> **PROBLEM TO SOLVE**: Repeat word for word the passage of the article on Jefferson Davis at Fort Monroe that runs from "Jefferson Davis was" up to and including "May 19, 1865.".

> **EXTRACTED TEXT**:
Civil War 150: Jefferson Davis begins imprisonment at Fort Monroe

Incarcerating the fugitive leader of the defeated South

Jefferson Davis was no stranger to Fort Monroe when — as the captive head of the defeated South — he arrived off Old Point Comfort aboard the Union steamer William P. Clyde on May 19, 1865.

A decade earlier he'd come as Secretary of War, prompting not only thunderous salutes from the fort's guns but also — on one occasion — a spectacular fireworks display that lit up the sky with both his name and that of President Franklin Pierce.

The West Point graduate and Mexican War veteran also had directed the garrison in a special review at the parade ground, impressing the president, the rest of the Cabinet and their wives with his superb horsemanship and warlike bearing.

But when Davis and his captors landed at the Engineers Wharf on the afternoon of May 22, he was greeted by a traitor's corridor formed by two long lines of grim-faced, blue-clad soldiers — and it extended all the way from the dock to the imposing Water Battery and the east postern bridge.

More troops stood at attention inside the ramparts, marking the ignominious path down which the beaten Confederate leader and his guards would march to his prison cell in a ritual procession of dishonor.

> **DATA SEGMENT**:
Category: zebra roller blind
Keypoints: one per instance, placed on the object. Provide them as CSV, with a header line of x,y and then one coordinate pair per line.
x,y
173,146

> **TASK RESPONSE**:
Jefferson Davis was no stranger to Fort Monroe when — as the captive head of the defeated South — he arrived off Old Point Comfort aboard the Union steamer William P. Clyde on May 19, 1865.